At long last, the new Balance of Power has been posted. This new Balance of Power model reflects many, many, many hours of statistical analysis and data-gathering. (My thanks to everyone who helped play test matches to enhance our dataset.) In short, the skill-gap adjust applied in scoring Factions matches is now based on actual observed winrates (e.g. how often does an all-Gold team beat an all-Silver team?) rather than speculation about “which tiers have the biggest impact.” It’s also now an adaptive system, meaning it will become more and more accurate as more matches are played.
Special thanks to Banane des Bois, our lead Scoring staffer. Banane single-handedly inputted most of the 70 or so matches for the Nyroth arc that had built up while I worked on designing the new scoring system.
The Factions Scoreboard
In each storyline, the factions involved are fighting on the Fields of Justice to resolve a dispute. The Balance of Power represents how each faction is doing in that struggle. Ultimately, the Balance of Power will decide which faction is declared victorious. (There are some exceptions. For example, a faction that’s sufficiently dominant on the BoP can trigger a “victory tournament”; if they win there, they win the arc, regardless of current BoP.)
Determining the Value of a Match
Here’s how the value of a given match is determined.
Each map and mode has a different base value. The primary map/mode is Summoner’s Rift 5v5, which has a base value of 5 points.
So long as you don’t play against your own faction, you are allowed to “sub in” for another faction if they’re having trouble filling both teams.
However, for each substitute Summoner in a match, the value of the match is decreased by 20%. After all, it’s not fair for a faction to lose points from a match when half its Summoners were from other factions.
Skill Gap Adjust
We adjust matches based on the relative skill levels of the two factions. If a bunch of Diamonds and Plats beat a bunch of Silvers and Bronzes, the match will not be worth very much, for example.
Problem: in messy mixed-tier matches, how do you compute the adjust?
The tricky question is precisely how much of an adjust to apply. It might be very clear if it’s Diamonds and Plats versus Silvers and Bronzes, but what if it’s something more subtle, like three Golds and two Silvers versus a Diamond, a Gold, two Silvers, and a Bronze? Different people have different intuitions about which team has the advantage there: some say that the Diamond will probably carry the other team, while others will say that the jump from Silver to Gold is more meaningful. Still others said that Ranked tier is not a strong predictor of winrate, for example because not everyone plays Ranked, and so there’s not much need for a skill adjust.
Solution: apply an adjust such that, if each team merely plays to its skill level, there is no net change over many matches.
I spent a lot of time thinking about how to analyze this question. I decided that the gold standard would be computing winrates based on specific tier-based matchups.

▶ _Objective_: According to the Balance of Power post, how much does each substitute Summoner reduce a match's value?

▶ _Position annotation records_:
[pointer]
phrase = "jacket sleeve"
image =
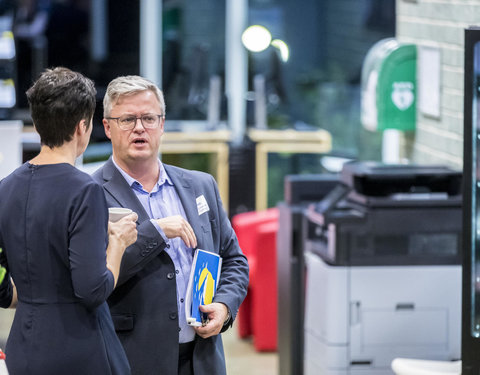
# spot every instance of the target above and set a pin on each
(233, 284)
(148, 245)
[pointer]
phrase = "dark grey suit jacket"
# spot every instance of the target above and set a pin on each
(144, 303)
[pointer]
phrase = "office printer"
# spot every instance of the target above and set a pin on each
(383, 256)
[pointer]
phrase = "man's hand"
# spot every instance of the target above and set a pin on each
(177, 226)
(124, 230)
(217, 313)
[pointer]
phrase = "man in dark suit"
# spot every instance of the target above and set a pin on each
(178, 211)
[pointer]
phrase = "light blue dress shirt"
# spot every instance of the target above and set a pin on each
(161, 202)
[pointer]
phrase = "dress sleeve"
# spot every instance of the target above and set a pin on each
(92, 281)
(6, 289)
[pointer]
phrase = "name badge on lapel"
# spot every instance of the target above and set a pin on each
(202, 205)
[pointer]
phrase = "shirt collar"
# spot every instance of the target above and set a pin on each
(162, 179)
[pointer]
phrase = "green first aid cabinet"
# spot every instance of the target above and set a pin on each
(389, 86)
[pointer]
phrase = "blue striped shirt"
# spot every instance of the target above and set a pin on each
(161, 202)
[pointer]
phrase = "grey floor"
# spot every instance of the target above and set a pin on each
(240, 355)
(242, 359)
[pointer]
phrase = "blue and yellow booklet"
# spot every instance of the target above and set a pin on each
(204, 277)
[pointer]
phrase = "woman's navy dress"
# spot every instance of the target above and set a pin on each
(53, 232)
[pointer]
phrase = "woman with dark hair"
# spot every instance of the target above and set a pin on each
(61, 254)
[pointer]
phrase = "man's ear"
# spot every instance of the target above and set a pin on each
(82, 126)
(162, 124)
(106, 127)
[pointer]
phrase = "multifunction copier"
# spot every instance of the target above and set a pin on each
(383, 269)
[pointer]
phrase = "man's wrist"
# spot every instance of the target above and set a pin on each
(227, 319)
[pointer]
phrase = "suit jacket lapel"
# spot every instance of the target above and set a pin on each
(186, 192)
(118, 188)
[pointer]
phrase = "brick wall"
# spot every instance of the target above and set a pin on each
(439, 24)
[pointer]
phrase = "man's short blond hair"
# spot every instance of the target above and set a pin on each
(129, 85)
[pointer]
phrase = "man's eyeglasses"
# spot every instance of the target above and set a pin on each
(128, 122)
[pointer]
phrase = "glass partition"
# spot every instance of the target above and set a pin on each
(471, 206)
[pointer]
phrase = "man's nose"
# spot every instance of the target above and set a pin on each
(138, 120)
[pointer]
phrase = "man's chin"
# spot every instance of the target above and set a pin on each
(141, 155)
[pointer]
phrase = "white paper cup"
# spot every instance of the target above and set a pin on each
(116, 213)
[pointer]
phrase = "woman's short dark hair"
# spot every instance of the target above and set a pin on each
(59, 100)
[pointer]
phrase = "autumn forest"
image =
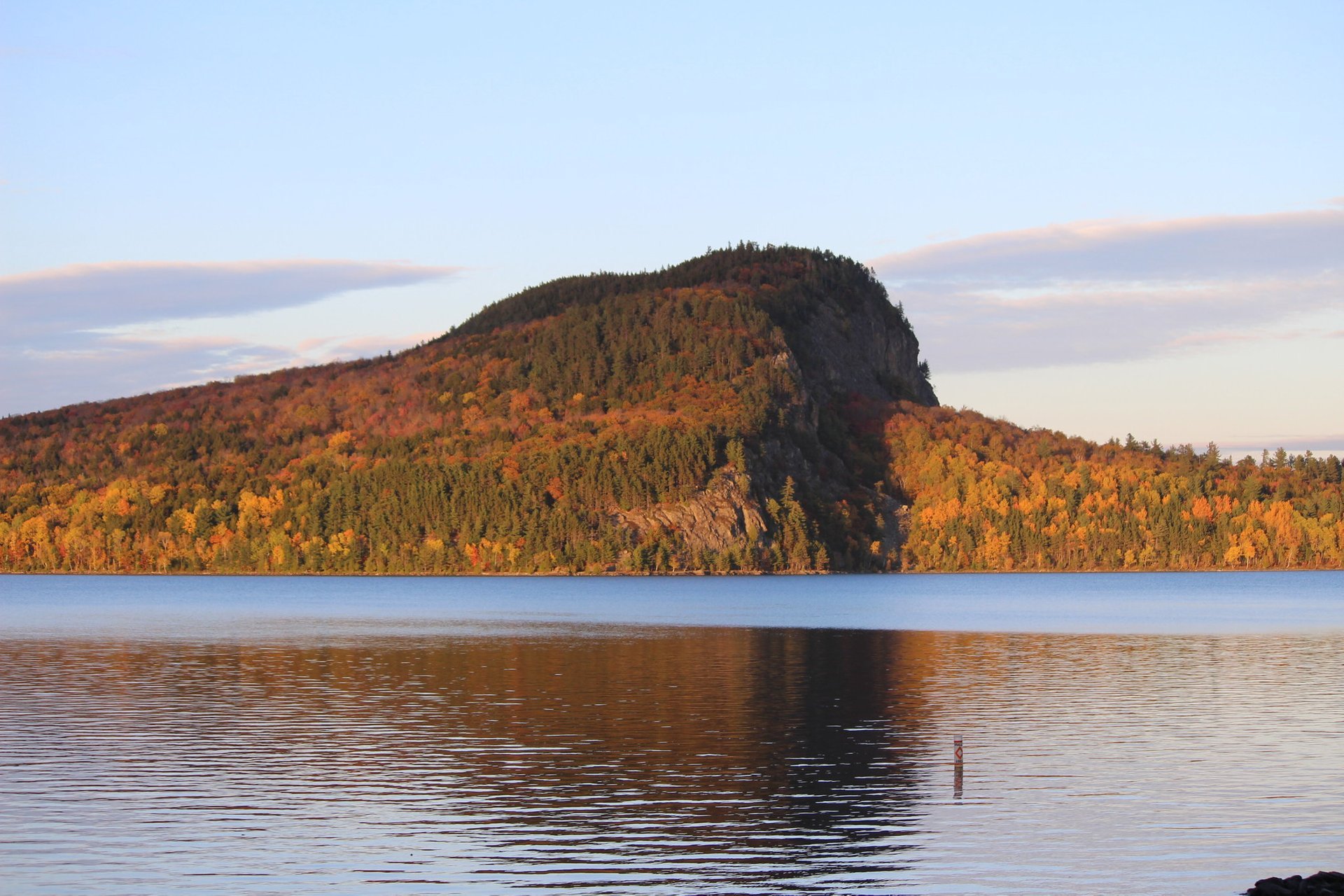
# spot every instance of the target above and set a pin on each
(753, 410)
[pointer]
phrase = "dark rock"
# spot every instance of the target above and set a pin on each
(1323, 883)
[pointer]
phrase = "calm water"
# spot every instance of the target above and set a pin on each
(1123, 734)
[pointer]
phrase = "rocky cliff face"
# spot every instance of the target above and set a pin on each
(866, 348)
(724, 514)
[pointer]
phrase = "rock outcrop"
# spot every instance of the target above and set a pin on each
(722, 514)
(1323, 883)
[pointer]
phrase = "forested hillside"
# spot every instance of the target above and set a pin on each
(750, 410)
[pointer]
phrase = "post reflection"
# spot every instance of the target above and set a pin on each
(732, 755)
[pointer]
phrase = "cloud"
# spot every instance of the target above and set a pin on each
(89, 332)
(1114, 290)
(83, 298)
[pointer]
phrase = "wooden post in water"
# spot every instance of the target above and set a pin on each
(958, 769)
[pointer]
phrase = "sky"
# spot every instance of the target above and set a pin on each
(1102, 218)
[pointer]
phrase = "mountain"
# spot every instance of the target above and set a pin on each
(756, 409)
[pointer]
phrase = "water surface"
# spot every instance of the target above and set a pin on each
(499, 735)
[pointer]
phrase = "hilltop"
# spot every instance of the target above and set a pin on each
(753, 410)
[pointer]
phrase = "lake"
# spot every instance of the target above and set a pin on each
(1139, 732)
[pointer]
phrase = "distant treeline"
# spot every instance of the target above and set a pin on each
(515, 442)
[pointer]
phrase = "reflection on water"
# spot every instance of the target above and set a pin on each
(676, 761)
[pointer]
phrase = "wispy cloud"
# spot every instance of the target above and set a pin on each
(83, 298)
(100, 331)
(1113, 290)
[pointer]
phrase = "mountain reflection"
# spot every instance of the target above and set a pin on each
(689, 760)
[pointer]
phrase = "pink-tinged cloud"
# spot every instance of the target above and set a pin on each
(86, 331)
(1214, 248)
(1114, 290)
(83, 298)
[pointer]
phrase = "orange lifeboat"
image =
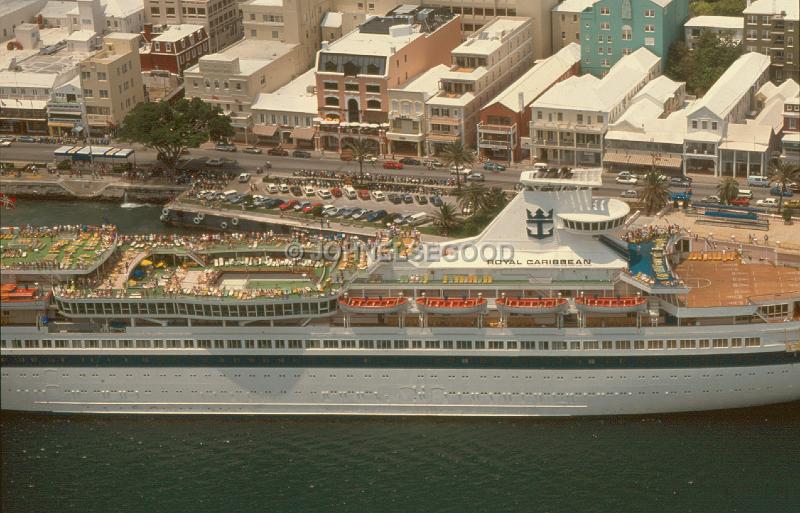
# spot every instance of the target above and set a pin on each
(529, 305)
(611, 304)
(378, 305)
(451, 306)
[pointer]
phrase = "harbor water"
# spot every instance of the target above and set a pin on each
(731, 461)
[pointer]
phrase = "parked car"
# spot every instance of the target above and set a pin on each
(776, 191)
(767, 202)
(493, 166)
(225, 147)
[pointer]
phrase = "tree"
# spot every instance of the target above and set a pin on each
(727, 190)
(446, 219)
(360, 150)
(655, 192)
(458, 155)
(701, 67)
(782, 173)
(171, 128)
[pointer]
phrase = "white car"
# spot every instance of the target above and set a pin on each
(767, 202)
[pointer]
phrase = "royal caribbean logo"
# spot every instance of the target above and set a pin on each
(538, 221)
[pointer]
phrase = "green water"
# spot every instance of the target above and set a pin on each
(735, 461)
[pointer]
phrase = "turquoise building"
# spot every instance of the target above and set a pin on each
(611, 29)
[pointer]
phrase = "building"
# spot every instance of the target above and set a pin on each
(355, 72)
(505, 120)
(772, 27)
(287, 21)
(571, 118)
(566, 22)
(221, 18)
(485, 64)
(611, 29)
(173, 48)
(16, 12)
(112, 83)
(725, 27)
(65, 109)
(286, 117)
(407, 120)
(233, 78)
(730, 100)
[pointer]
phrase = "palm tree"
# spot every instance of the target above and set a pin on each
(458, 155)
(782, 173)
(728, 190)
(446, 219)
(360, 150)
(655, 192)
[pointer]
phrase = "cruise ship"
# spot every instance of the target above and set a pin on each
(557, 308)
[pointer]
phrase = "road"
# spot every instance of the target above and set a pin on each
(284, 166)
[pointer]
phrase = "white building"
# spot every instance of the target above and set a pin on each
(726, 27)
(571, 119)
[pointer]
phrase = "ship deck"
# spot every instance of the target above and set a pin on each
(732, 283)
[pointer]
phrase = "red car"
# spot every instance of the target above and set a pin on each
(287, 205)
(392, 164)
(311, 207)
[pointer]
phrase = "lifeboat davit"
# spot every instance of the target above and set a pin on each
(611, 304)
(451, 306)
(377, 305)
(529, 305)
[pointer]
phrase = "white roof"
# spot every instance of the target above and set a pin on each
(539, 78)
(733, 84)
(293, 97)
(574, 5)
(588, 92)
(177, 32)
(27, 79)
(427, 82)
(719, 22)
(489, 37)
(790, 7)
(332, 20)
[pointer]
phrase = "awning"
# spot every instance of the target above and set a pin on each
(306, 133)
(265, 130)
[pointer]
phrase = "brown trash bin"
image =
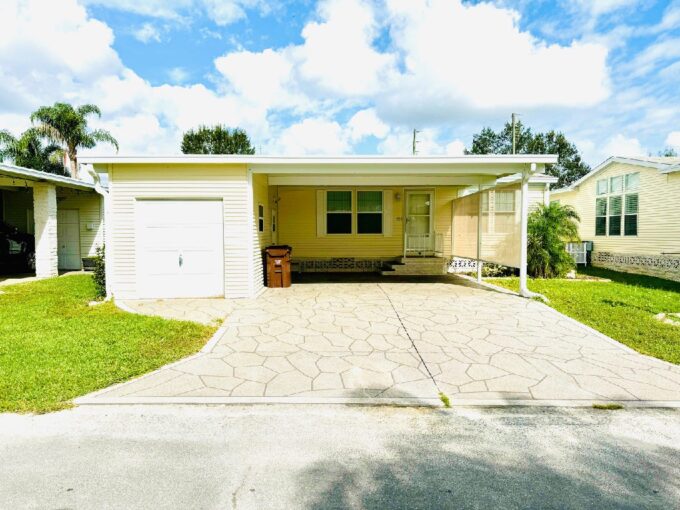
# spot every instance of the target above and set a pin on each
(278, 266)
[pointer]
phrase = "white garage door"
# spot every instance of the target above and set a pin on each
(180, 250)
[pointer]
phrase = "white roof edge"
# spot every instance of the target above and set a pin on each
(328, 160)
(663, 167)
(38, 176)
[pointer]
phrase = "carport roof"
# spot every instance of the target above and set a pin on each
(27, 174)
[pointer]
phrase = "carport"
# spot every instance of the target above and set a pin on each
(64, 215)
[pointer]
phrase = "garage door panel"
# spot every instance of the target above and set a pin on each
(180, 249)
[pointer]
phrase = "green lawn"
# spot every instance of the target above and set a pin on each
(54, 347)
(622, 309)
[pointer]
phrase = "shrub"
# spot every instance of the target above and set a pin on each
(550, 227)
(99, 274)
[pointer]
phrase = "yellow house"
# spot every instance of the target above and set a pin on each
(630, 210)
(64, 215)
(196, 226)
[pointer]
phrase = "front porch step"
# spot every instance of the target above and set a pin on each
(414, 266)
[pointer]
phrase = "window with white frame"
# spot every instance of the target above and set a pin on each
(616, 213)
(339, 212)
(260, 218)
(369, 212)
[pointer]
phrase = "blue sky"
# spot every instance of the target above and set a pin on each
(351, 76)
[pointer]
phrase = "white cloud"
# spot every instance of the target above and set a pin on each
(673, 139)
(312, 136)
(463, 57)
(367, 123)
(620, 145)
(146, 33)
(178, 75)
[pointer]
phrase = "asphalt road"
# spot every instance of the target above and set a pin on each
(278, 456)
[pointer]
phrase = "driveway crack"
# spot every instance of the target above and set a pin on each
(415, 347)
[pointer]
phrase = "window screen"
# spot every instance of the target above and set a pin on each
(615, 216)
(601, 217)
(369, 212)
(630, 218)
(602, 187)
(339, 212)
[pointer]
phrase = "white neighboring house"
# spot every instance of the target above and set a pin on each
(195, 226)
(630, 209)
(65, 215)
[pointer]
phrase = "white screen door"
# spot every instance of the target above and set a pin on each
(419, 236)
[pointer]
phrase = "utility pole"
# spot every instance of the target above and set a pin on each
(514, 123)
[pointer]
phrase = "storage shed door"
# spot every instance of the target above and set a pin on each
(180, 249)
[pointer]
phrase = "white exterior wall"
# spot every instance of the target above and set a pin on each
(45, 214)
(229, 183)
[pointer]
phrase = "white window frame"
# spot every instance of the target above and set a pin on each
(351, 212)
(355, 219)
(622, 193)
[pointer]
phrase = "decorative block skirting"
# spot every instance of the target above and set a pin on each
(459, 265)
(661, 266)
(340, 265)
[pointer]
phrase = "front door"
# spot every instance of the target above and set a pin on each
(419, 238)
(68, 239)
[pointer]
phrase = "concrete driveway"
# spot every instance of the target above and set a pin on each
(404, 342)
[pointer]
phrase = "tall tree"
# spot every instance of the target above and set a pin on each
(217, 139)
(570, 166)
(63, 124)
(29, 151)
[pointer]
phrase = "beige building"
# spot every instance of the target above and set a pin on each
(630, 210)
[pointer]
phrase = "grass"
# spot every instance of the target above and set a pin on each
(622, 309)
(54, 347)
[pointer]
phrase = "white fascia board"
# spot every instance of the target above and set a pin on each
(254, 160)
(38, 176)
(380, 180)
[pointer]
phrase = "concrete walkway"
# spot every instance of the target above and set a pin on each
(404, 342)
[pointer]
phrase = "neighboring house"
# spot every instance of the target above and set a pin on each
(65, 215)
(195, 226)
(630, 209)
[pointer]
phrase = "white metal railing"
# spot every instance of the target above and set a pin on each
(424, 244)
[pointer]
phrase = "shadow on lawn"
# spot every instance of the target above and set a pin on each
(467, 463)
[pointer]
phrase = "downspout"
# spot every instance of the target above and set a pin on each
(108, 246)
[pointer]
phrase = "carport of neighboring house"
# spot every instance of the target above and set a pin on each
(196, 226)
(64, 215)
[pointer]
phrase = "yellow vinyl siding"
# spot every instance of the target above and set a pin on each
(90, 212)
(297, 216)
(658, 212)
(224, 182)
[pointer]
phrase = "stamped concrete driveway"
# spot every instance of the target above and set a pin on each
(404, 342)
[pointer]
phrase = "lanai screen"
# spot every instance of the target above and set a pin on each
(500, 225)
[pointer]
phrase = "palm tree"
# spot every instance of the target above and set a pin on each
(67, 126)
(550, 227)
(28, 151)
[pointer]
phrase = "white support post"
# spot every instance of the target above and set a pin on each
(45, 218)
(479, 237)
(524, 217)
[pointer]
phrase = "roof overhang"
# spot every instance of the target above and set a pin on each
(469, 165)
(22, 175)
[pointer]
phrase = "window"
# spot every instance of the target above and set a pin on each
(617, 213)
(339, 212)
(369, 212)
(260, 218)
(615, 216)
(602, 187)
(505, 201)
(630, 218)
(601, 217)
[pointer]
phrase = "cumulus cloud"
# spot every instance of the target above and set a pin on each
(147, 33)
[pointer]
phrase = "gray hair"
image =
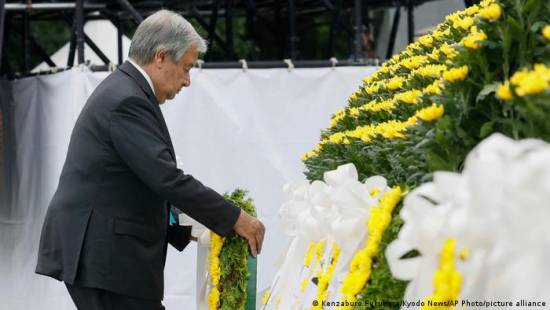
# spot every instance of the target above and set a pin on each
(164, 30)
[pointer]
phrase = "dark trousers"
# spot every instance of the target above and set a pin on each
(86, 298)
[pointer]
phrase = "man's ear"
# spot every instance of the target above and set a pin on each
(160, 56)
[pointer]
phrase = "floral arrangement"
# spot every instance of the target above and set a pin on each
(475, 246)
(485, 69)
(228, 262)
(326, 221)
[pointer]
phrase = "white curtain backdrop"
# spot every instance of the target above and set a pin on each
(231, 128)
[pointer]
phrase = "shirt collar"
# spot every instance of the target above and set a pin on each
(145, 75)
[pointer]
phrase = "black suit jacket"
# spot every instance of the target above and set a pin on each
(107, 224)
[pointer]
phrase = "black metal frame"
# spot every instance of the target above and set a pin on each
(207, 13)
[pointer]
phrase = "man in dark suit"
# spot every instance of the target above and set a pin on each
(106, 230)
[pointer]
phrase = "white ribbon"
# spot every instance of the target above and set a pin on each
(498, 209)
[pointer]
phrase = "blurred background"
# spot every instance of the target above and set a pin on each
(38, 35)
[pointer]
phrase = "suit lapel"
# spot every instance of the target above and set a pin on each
(131, 71)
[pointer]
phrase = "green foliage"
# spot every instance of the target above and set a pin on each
(233, 258)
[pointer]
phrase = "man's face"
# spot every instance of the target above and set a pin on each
(172, 76)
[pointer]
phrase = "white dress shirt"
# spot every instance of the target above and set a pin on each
(145, 75)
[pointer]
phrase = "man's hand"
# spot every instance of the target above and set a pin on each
(252, 229)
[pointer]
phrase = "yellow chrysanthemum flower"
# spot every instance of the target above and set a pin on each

▶ _Exercise response_: Each substitute Summoner reduces the match's value by 20%.